Records supplied ::

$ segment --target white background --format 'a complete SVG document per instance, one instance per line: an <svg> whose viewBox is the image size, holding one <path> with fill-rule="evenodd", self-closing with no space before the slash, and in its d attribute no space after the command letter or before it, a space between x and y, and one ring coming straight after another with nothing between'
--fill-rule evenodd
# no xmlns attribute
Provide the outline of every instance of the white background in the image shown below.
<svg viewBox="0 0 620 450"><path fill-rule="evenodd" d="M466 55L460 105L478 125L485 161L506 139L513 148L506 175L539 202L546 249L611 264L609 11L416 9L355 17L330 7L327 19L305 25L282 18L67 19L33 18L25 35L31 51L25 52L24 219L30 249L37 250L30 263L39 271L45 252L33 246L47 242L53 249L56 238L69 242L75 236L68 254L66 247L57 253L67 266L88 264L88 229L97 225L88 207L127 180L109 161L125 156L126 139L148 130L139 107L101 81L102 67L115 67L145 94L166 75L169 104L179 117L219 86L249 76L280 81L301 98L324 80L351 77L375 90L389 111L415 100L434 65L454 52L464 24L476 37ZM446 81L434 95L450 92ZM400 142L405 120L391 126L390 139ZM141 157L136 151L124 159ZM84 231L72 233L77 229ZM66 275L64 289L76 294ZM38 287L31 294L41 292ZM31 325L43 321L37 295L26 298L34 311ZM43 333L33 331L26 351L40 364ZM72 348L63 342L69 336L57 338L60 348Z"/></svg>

Written task :: Collect each line of the items above that contains the word "attribute", treating case as significant.

The result ::
$ segment --target white background --format 'a complete SVG document per instance, one instance per line: an <svg> whose viewBox is the image size, holding one <path> with fill-rule="evenodd", self-closing with no space before the slash, and in its d attribute no space after the command letter or before it, a space between x and y, and one ring coming straight after another with nothing between'
# no xmlns attribute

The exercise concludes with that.